▶ [JOBS]
a) Name each statute or court rule cited in the press release below about Gordon v. Geiger.
b) From the press release below about Gordon v. Geiger, reproduce word for word the passage that begins at the words "(PRESS RELEASE JET)" and ends after the words "future court proceedings.".

▶ [QUOTED TEXT]
=======

(PRESS RELEASE JET) October 25, 2017
On Sept. 27, 2017, a pro bono client represented by Tami D. Cowden, Las Vegas attorney at Greenberg Traurig, LLP benefited from a published opinion outlining specific requirements for interviewing child witnesses in the Nevada Supreme Court setting precedent for future court proceedings.
In Gordon v. Geiger, 133 Nev. Adv. Op. 69, the Supreme Court reversed a district court order that had increased a father’s visitation time, and placed certain restrictions on the mother’s exercise of primary physical custody. The Supreme Court determined that the mother’s due process rights had been violated, because the mother had not received sufficient notice that such issues would be addressed, and was not afforded an opportunity to rebut the allegations made by the District Court. The Supreme Court also determined that the lower court’s order was not supported by sufficient evidence, because it had been based on unrecorded interviews with the minor children. The Supreme Court also provided guidance for such interviews, requiring that NRS 50.500, et. seq, and NRCP 16.215 must be followed. Among the requirements are that the interview must be recorded, and the parties must be afforded the opportunity for cross examination. The Court also noted that children must be sworn during such interviews, citing NRS 50.035.

=======

▶ [DATASET RECORDS]

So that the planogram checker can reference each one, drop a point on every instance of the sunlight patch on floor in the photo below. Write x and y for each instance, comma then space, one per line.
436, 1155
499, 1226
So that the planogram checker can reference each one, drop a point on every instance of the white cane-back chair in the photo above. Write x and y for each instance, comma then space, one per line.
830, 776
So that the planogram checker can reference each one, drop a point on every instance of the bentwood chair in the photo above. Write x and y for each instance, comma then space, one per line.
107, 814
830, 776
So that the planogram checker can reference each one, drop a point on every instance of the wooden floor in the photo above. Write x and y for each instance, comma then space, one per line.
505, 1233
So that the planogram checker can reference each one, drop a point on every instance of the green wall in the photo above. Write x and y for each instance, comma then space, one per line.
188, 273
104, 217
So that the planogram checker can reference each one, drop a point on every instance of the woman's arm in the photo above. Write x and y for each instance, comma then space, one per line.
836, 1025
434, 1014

=======

▶ [OUTPUTS]
a)
NRS 50.500, et. seq
NRCP 16.215
NRS 50.035

b)
(PRESS RELEASE JET) October 25, 2017
On Sept. 27, 2017, a pro bono client represented by Tami D. Cowden, Las Vegas attorney at Greenberg Traurig, LLP benefited from a published opinion outlining specific requirements for interviewing child witnesses in the Nevada Supreme Court setting precedent for future court proceedings.